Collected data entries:
^^^^
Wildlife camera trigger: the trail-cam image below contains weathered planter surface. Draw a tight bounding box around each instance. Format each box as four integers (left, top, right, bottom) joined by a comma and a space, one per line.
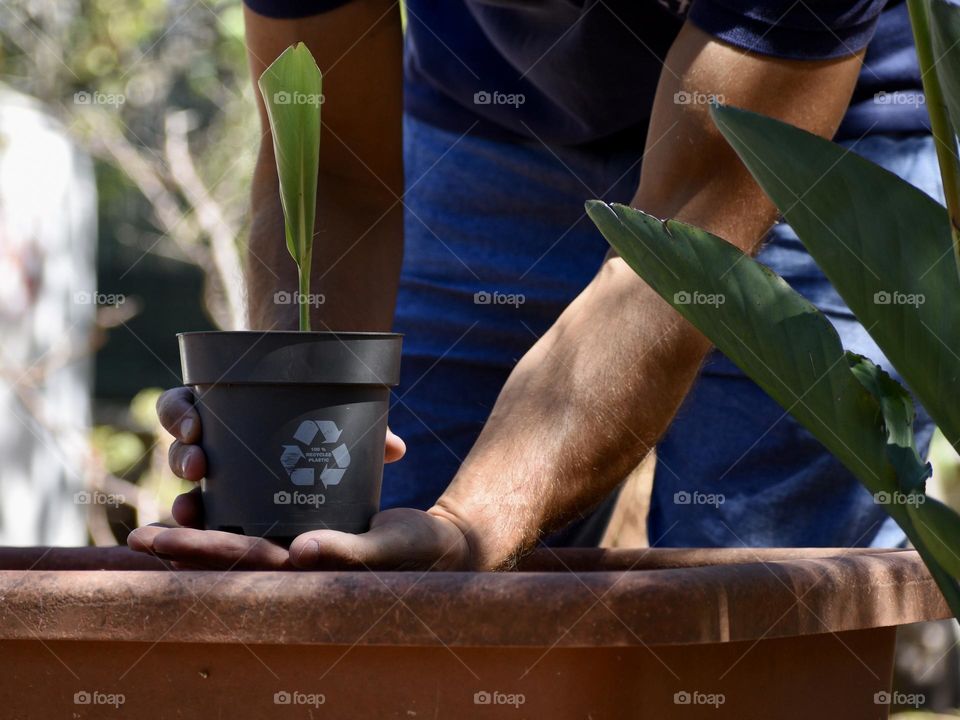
0, 546, 948, 718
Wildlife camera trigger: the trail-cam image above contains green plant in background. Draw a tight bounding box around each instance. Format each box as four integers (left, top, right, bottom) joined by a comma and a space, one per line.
257, 43, 322, 332
588, 0, 960, 616
909, 0, 960, 275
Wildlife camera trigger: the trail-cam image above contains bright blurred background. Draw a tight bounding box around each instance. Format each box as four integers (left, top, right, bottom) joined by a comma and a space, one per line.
0, 0, 255, 546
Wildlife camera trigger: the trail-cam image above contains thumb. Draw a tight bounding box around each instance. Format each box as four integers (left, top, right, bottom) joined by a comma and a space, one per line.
384, 427, 406, 463
288, 508, 465, 570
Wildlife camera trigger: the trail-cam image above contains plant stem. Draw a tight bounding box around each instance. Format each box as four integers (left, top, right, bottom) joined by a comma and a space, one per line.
908, 0, 960, 281
299, 252, 311, 331
912, 527, 960, 619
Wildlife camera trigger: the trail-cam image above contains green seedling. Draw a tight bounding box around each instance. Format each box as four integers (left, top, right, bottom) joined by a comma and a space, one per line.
258, 42, 323, 331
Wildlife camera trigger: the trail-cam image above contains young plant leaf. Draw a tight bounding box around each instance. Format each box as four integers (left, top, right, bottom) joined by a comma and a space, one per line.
711, 104, 960, 458
258, 43, 322, 331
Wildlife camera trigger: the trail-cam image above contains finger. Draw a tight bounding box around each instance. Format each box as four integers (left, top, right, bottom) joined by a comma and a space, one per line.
171, 487, 204, 529
168, 441, 207, 482
156, 388, 201, 443
126, 525, 169, 556
384, 427, 406, 464
127, 526, 290, 570
289, 508, 464, 570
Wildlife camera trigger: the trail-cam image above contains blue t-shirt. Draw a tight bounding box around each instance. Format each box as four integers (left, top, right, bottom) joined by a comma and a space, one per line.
245, 0, 925, 149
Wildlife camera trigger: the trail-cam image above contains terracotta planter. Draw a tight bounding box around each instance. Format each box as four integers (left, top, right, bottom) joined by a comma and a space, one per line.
0, 546, 947, 718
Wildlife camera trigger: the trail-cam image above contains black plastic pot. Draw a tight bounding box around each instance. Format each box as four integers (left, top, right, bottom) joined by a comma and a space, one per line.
178, 331, 402, 540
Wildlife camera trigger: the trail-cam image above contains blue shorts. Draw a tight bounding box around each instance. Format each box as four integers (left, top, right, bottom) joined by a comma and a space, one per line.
383, 115, 939, 549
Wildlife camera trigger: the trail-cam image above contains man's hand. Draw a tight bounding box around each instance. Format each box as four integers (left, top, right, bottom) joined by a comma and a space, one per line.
127, 388, 471, 570
127, 506, 471, 571
157, 387, 407, 487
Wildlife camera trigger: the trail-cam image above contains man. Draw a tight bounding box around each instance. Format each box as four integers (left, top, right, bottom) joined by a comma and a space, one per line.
130, 0, 938, 569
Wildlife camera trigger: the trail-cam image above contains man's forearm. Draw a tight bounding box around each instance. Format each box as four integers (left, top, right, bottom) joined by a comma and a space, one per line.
431, 259, 710, 568
430, 23, 865, 570
246, 150, 402, 331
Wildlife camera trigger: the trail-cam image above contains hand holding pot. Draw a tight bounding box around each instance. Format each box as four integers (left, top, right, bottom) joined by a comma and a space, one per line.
127, 388, 471, 571
157, 387, 408, 489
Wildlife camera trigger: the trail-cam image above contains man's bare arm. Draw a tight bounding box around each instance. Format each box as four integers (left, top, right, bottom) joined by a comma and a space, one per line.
429, 23, 864, 569
244, 0, 403, 331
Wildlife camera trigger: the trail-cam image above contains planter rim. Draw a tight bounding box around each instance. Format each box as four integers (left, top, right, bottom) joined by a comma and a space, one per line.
0, 546, 948, 649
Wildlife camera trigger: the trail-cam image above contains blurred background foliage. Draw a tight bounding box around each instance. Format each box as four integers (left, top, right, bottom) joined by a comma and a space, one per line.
0, 0, 260, 542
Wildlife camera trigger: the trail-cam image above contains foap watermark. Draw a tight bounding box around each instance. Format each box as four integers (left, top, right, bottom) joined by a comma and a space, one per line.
874, 690, 924, 708
473, 691, 525, 708
274, 290, 325, 307
473, 90, 525, 108
272, 90, 324, 107
874, 490, 926, 507
474, 290, 525, 308
74, 491, 124, 508
673, 90, 724, 106
274, 490, 325, 508
273, 690, 326, 708
74, 90, 126, 107
874, 91, 925, 109
673, 490, 724, 508
674, 690, 725, 708
674, 290, 725, 307
873, 290, 925, 307
74, 291, 126, 307
74, 690, 125, 708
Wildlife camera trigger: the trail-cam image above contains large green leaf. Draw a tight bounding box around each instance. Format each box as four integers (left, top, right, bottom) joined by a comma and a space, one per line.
258, 43, 322, 330
905, 1, 960, 547
909, 0, 960, 276
923, 0, 960, 136
711, 104, 960, 455
586, 201, 896, 497
586, 200, 960, 613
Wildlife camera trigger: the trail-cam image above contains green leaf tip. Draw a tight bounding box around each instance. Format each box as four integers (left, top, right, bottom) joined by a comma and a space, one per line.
584, 199, 619, 226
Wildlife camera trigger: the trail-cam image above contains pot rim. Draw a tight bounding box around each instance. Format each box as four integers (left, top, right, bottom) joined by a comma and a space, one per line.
178, 330, 403, 386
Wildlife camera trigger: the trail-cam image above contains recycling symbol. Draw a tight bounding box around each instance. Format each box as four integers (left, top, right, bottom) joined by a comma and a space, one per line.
280, 420, 351, 488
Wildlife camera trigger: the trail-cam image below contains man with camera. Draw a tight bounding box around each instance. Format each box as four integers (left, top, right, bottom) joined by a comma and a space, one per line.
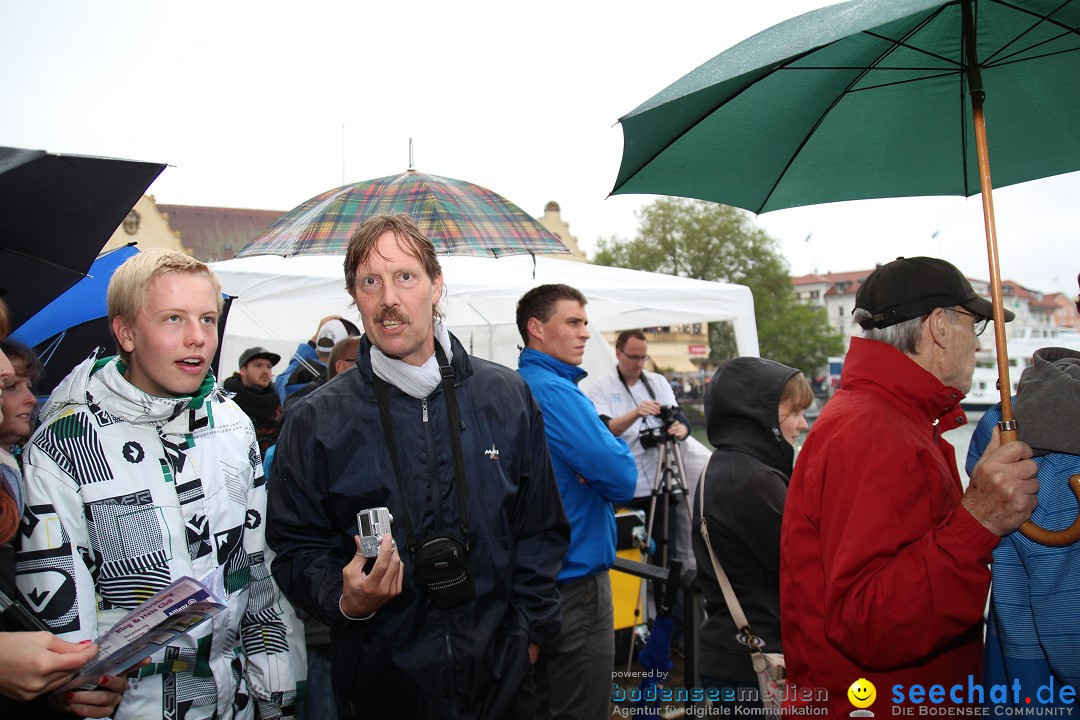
^^^^
> **Task**
Every line above gets copied exactly; none of the pictures do.

> **Your response**
Wildlife camera trigger: the trail-cam image below contains weathered planter surface. Draw a tight bounding box around each instance. Format each box as four integers (left, top, right, bottom) joined by a comma and a space, one per line.
0, 546, 948, 718
Wildlife camera trigger: the trail-cam image above contains green plant in background. Draw a tight bounding box around each instance. Format each box as four integers (left, top, right, bottom) joined by a comma and a space, one per line.
257, 43, 322, 332
588, 0, 960, 616
909, 0, 960, 275
Wildlife camera trigger: the trail-cam image above contains bright blurred background. Draw a tight bounding box around each instance. Format each box as four integers (left, top, right, bottom) joined by a comma and a space, one per line.
0, 0, 255, 546
Wildlife camera trigger: the trail-cam image above contains thumb. Draw a tight bounding box around each instance. Format each box as four integers (left, top, right, bottom) joined by a comma and a space, one per line.
384, 427, 406, 463
288, 508, 465, 570
Wildlife camera trigger: the trail-cam image above contains plant stem. Draw a tight bounding box around each instance. Format each box as four integers (left, top, right, bottom) joined by a comma and a space, one per line.
908, 0, 960, 281
299, 252, 311, 331
912, 527, 960, 619
Wildlife camera trigger: the trail-cam image above contains green seedling. Draw a tight bounding box around each instance. Format each box as four integers (left, top, right, bottom) joined by a comma and a space, one per line.
258, 42, 323, 331
Wildlife camera trigger: the trail-cam image above contains young plant leaf. Draw a tight bounding box around each instance. Format each box as four integers (left, top, right, bottom) joined by a comma and a space, one per line.
711, 104, 960, 458
258, 43, 322, 331
Wildlife camera trigger: the trail-cam image above contains finger. Draw a tight bounding box around each instance. Format each box as four integers (left, top, right, bottom) joined by a comma and a space, one per line.
171, 487, 204, 529
168, 441, 207, 482
156, 388, 201, 443
126, 525, 169, 556
384, 427, 406, 464
127, 526, 290, 570
289, 508, 464, 570
Wildlife camera trigger: the trail-cam image above contains blue t-shirt. Draw a tight bounding box around each instance. Format each box as four integers (left, top, right, bottom) joined by a comma and a space, one per line.
245, 0, 925, 149
Wildlife camera trigger: the trail-cam image above contains terracotta planter. Draw a tight bounding box around each instance. Format each box as four integers (left, top, right, bottom) joined by a comma and a space, one per line.
0, 546, 947, 718
Wildlife camera trigger: the trail-cam image above contains black plastic pot. Draw a tight bounding box around each instance. Format each box as four integers (left, top, right, bottom) joined by a comma and a space, one per line.
178, 331, 402, 540
Wildlife camera trigger: the trail-cam image above contains blue shorts. Draw a tight bounding box around each instance. Format each box as four integers (left, top, right, bottom) joined by a comma and a space, one per line.
383, 115, 939, 549
Wildlife camera trigger: the trail-cam image above contains man's hand. Draw a tight bounding box around each instance. Format each box as four integers (left, top, right, bottom) joined by a comma and a space, one per line.
127, 388, 471, 570
127, 506, 471, 571
157, 387, 407, 487
Wildlife camera trigger: the trail-cam image above contains man. Draw a tight bounding box around each instance. Format each box as four integers (left, top, right, bottom) joined by a comma and a space, one per line.
130, 0, 938, 569
Wildlife camera trigger: the trail-cam image above contains man's forearm. Draw a tight bounding box around each instance. Format each box as four integers (left, top, right, bottom) joined by a comma and a space, one per line.
431, 259, 710, 568
430, 23, 865, 570
246, 150, 402, 331
Wildlife camera trigger: the trail-cam image above contains hand holding pot. Draw a tight bounding box around each instance. Format each box as four integers (left, top, right, bottom) joined by a comma and a space, one per line.
127, 388, 471, 571
157, 387, 408, 489
Wildlife camera trigger: the trail-cam image above contains man's bare arm. Draw a tight bounding box around each instance. Format each box as four integers (left, top, right, bottom) joined by a comma and a space, one per line.
429, 23, 864, 569
244, 0, 403, 331
Wildlife camera trigger: the trail-cam image above contains planter rim. Draw a tight bounding box around each instance. Format each box as four integers (left, top, right, bottom) joined by a comma and a space, one per line.
0, 546, 948, 649
Wildlife camera trigger: the trail-cam image above contains blurred background foliage. Draw a tight bounding box around each instance. Format each box as four integers (left, top, right, bottom) joined by a comma and a space, one per line.
0, 0, 260, 542
Wildlife camera trigger: the trail-cam image above contains foap watermark. Draw a tight bounding box around each instance. Format each box as four integers (left, top, right, bottom) joined by a comma and a space, one per line.
874, 690, 924, 708
473, 691, 525, 708
274, 290, 325, 307
473, 90, 525, 108
272, 90, 324, 107
874, 490, 926, 507
474, 290, 525, 308
74, 491, 124, 508
673, 90, 724, 106
274, 490, 325, 508
273, 690, 326, 708
74, 90, 126, 107
874, 91, 925, 109
673, 490, 724, 508
674, 690, 725, 708
674, 290, 725, 307
873, 290, 925, 307
74, 291, 126, 307
74, 690, 125, 708
Wildlife camera trigger: the trail-cam image above contains large green leaf. Draw a tight bounding box around each instance. Format each box as four integers (left, top, right, bottom) joined by a comma and a space, one per line.
258, 43, 322, 330
905, 1, 960, 547
909, 0, 960, 276
923, 0, 960, 136
711, 104, 960, 455
586, 201, 896, 497
586, 200, 960, 613
Wildlife camera trigger: the trail-cam image above contains green leaf tip. Draw a tight bounding box around each instance. Format each box as four integers (left, top, right, bottom) joined by a comma and a space, one per line.
584, 199, 619, 226
Wildlife camera trigger: the trail-cam image above contains pot rim. Draw a tight bounding box around each instance. Format each box as four integers (left, top, right, bottom) joined by a comma and a space, one per line.
178, 330, 403, 386
Wildlife camera trigger: the trail-cam image above contains recycling symbol. Draw a tight bounding box around each instance. Format each box as four integers (left, top, right, bottom) joined by a comma and a space, one per line.
280, 420, 351, 488
Wildlife camera trigger: the trail-cam image below contains man with camera. Draw a tight bounding box around each instance. Format each box as four integers (left, top, right, bottom) joined by a comma and a space, one per line.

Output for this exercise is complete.